_TASKS TO CARRY OUT_:
1. In the forum thread on licensing a song, retype the passage that begins with the words "## Kbarredo (May" and ends with "gsgary (May 28, 2012)".
2. Answer these questions using the forum thread on licensing a song.
(a) What instrument does Kbarredo know how to play?
(b) What does gsgary do upon visiting a site that plays music?
(c) What does snowbear point out that Krista Lee Photography's site has?
3. Write what comes next in the forum thread on licensing a song, picking up after its last post.

+++ DOCUMENT EXTRACT +++

# How much do you think it would cost to license a song for my site



## Kbarredo (May 28, 2012)

So I was looking at local photographers websites to help me build my own. Well I know how to play a guitar and originally I was going to just do some plucking for my background music. Today I came across this site. Krista Lee Photography.
Now I noticed she is playing a popular song. I will give her the benefit of the doubt and say she purchased the rights to use it. How much do you think it would usually cost? Are we talking about hundreds, thousands or millions. I was thinking of putting some classical music on mine.


----------



## gsgary (May 28, 2012)

If i go on a site with music i shut it down straight away


----------



## snowbear (May 28, 2012)

Kbarredo said:


> Today I came across this site. Krista Lee Photography.
> Now I noticed she is playing a popular song. I will give her the benefit of the doubt and say she purchased the rights to use it. How much do you think it would usually cost? Are we talking about hundreds, thousands or millions.


Why not ask her?  She has a "contact" form.  I typically browse with the speakers turned off.

+++ STORED DATA +++

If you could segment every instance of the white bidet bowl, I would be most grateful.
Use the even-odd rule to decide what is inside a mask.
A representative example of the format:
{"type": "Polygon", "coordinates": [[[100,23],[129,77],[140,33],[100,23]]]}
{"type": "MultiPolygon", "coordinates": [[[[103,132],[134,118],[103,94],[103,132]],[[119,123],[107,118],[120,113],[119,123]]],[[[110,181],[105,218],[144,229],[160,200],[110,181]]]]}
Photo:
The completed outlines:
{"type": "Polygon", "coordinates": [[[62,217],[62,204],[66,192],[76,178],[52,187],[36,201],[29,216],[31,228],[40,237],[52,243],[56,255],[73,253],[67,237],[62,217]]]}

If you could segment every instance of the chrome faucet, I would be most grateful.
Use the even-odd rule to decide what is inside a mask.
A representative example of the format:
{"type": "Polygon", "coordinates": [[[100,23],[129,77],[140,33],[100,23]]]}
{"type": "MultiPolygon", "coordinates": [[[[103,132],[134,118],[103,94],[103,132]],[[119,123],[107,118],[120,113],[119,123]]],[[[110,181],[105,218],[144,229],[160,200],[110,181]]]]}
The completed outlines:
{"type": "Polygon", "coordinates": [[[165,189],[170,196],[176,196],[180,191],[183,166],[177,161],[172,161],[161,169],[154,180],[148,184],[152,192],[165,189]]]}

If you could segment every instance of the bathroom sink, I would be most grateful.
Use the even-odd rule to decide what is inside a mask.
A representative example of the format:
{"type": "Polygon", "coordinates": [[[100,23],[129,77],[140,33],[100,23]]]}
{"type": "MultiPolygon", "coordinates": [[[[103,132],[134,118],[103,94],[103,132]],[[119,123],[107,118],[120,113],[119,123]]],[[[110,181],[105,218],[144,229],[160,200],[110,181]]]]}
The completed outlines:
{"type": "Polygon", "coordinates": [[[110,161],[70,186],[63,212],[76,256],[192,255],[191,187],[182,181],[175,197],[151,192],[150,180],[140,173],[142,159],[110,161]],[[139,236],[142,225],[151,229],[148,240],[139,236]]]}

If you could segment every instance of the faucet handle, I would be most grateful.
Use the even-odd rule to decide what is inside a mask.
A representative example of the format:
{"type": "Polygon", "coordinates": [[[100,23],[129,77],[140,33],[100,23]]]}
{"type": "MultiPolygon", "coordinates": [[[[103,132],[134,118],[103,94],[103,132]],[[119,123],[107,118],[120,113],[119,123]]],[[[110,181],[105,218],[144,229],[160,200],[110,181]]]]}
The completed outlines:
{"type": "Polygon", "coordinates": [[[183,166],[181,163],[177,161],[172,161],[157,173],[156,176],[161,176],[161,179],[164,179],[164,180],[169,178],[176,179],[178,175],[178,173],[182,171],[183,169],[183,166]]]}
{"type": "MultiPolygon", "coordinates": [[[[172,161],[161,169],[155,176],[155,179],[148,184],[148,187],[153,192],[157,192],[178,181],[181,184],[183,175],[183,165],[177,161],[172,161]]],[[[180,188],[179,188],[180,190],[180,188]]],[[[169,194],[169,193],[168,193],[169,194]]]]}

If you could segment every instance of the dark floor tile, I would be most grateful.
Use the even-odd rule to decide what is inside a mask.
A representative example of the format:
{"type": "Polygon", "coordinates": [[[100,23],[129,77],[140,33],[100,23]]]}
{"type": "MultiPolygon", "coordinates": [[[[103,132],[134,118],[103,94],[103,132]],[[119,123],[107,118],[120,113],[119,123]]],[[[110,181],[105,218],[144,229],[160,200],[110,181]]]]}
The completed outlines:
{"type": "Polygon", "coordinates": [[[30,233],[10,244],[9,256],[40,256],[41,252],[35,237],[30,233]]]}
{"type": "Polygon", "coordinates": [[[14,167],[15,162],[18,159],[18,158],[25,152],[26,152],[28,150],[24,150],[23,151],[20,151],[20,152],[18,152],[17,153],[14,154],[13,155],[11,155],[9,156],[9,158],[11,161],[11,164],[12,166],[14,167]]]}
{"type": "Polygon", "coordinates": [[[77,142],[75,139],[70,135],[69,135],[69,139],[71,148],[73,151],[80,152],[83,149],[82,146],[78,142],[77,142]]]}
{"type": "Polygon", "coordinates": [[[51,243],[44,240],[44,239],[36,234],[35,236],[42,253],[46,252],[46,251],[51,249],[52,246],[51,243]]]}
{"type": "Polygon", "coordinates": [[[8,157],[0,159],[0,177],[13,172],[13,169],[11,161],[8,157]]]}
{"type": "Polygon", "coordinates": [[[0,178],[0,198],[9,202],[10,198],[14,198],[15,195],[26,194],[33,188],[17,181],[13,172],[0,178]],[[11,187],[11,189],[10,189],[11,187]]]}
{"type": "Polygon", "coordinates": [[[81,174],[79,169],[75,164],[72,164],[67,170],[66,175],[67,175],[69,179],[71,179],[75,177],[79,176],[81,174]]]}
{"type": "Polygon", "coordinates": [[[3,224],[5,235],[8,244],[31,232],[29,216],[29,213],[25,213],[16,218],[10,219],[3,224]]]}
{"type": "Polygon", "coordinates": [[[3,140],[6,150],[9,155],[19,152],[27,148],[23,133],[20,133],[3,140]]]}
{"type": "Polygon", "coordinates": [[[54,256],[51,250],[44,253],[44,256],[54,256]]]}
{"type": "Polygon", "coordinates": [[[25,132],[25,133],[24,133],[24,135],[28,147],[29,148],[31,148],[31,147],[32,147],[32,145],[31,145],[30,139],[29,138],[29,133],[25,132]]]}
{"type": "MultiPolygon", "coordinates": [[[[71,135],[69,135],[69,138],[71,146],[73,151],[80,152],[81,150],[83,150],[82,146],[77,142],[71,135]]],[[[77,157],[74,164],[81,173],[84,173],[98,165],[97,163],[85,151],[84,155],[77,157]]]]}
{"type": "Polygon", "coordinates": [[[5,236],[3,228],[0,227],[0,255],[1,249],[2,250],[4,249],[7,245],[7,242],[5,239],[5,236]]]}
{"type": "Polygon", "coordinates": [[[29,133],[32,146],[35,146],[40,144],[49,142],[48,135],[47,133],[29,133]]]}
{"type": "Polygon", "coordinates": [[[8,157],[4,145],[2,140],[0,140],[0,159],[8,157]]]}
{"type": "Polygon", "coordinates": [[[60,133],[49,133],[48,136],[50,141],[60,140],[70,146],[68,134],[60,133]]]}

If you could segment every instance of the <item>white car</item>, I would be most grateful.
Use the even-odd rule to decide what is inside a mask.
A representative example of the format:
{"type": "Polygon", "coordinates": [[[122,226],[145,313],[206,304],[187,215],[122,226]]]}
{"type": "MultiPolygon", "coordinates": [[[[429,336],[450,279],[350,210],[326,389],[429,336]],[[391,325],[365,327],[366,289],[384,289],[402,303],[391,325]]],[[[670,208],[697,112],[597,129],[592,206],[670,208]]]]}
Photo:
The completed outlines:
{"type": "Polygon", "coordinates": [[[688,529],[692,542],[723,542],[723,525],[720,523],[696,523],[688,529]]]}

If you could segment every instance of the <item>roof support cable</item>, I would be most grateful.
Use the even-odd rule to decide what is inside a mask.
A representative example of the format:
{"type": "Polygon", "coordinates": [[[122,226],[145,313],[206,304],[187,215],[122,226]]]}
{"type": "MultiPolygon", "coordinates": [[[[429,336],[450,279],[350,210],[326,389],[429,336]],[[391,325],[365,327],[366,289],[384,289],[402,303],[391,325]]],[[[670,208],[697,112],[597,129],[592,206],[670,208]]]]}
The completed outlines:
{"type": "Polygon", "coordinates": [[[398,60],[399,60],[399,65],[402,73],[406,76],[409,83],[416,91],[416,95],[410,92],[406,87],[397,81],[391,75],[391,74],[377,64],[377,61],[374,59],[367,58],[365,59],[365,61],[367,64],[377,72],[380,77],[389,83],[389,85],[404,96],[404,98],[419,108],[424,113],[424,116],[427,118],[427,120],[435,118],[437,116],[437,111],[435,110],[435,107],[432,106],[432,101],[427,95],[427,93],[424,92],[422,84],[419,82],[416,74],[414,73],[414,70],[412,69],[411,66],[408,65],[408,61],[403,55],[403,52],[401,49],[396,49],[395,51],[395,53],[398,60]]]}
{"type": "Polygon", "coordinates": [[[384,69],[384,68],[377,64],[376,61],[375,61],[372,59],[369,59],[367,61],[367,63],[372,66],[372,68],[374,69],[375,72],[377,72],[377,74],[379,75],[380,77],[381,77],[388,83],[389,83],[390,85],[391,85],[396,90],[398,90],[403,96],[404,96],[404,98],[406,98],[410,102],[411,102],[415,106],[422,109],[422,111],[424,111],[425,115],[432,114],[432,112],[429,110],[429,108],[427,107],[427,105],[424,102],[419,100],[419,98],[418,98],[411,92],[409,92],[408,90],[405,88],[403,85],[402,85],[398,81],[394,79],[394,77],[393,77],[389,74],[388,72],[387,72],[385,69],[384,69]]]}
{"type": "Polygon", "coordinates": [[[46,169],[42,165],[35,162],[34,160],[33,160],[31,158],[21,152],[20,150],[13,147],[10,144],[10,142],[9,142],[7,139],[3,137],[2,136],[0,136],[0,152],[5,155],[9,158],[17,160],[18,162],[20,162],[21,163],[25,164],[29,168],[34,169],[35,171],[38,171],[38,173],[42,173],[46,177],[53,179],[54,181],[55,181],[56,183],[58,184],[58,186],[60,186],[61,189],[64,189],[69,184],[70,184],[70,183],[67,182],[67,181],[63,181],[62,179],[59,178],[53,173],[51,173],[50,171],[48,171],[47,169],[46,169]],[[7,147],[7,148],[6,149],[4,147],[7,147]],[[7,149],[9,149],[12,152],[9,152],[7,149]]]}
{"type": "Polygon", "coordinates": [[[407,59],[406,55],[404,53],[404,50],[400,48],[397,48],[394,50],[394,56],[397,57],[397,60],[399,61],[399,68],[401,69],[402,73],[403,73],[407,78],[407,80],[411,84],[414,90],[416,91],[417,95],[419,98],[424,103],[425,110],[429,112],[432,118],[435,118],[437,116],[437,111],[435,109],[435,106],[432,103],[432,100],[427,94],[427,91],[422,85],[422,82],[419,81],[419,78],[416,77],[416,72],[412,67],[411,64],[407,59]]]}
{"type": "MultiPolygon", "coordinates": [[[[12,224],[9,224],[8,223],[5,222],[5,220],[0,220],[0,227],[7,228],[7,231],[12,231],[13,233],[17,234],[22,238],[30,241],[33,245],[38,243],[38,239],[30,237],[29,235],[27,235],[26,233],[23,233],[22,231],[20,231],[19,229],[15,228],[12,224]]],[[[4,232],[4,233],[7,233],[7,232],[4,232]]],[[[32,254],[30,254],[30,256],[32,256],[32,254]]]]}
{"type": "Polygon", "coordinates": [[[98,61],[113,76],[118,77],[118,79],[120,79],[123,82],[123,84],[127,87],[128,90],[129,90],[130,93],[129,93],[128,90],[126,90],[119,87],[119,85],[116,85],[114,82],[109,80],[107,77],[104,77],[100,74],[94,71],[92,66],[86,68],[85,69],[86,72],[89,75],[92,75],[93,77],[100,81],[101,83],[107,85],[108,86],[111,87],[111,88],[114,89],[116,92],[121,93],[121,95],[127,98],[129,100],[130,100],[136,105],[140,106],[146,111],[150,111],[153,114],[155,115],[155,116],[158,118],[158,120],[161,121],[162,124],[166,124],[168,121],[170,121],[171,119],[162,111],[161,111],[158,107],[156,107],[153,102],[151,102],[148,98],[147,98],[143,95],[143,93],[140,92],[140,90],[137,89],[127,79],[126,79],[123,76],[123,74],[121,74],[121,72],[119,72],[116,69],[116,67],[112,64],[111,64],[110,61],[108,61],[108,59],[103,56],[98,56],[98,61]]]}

+++

_RESPONSES_:
1.
## Kbarredo (May 28, 2012)

So I was looking at local photographers websites to help me build my own. Well I know how to play a guitar and originally I was going to just do some plucking for my background music. Today I came across this site. Krista Lee Photography.
Now I noticed she is playing a popular song. I will give her the benefit of the doubt and say she purchased the rights to use it. How much do you think it would usually cost? Are we talking about hundreds, thousands or millions. I was thinking of putting some classical music on mine.


----------



## gsgary (May 28, 2012)

2.
(a) A guitar.
(b) Shuts it down straight away.
(c) A "contact" form.

3.
----------



## SCraig (May 28, 2012)

gsgary said:


> If i go on a site with music i shut it down straight away


Same here.  I have no use for music on a web site unless it's one specifically oriented toward music.


----------



## sm4him (May 28, 2012)

I agree; music and/or background sounds on a website annoy me. If there is a "sound off" option I use it; if there's not, I generally don't stay there long.

That said, my company licensed The Hollies' "Bus Stop" song for a commercial we did about two years ago. It was thousands, and it was a limited time use.

My guess is that it all depends on what song/artist you want, but the more popular ones are going to be really expensive. 
If you want classical music, it seems to me like you should be able to find some royalty-free choices.
Like here: Royalty Free Classical, Symphonic, and Orchestral Music  (That's not an endorsement of that site, it was just the top Google result for "free classical music for websites."

One final observation: I manage our company's websites (I didn't design them, I just maintain them). As much as I detest it, we HAVE background sounds on our main site. Even with the option to turn it off, I get more email complaints about the "noise" than anything other aspect of our website.

Seriously, DON'T do the music background. Anyone who actually WANTS music playing as they surf is probably already playing their OWN music.


----------



## Overread (May 28, 2012)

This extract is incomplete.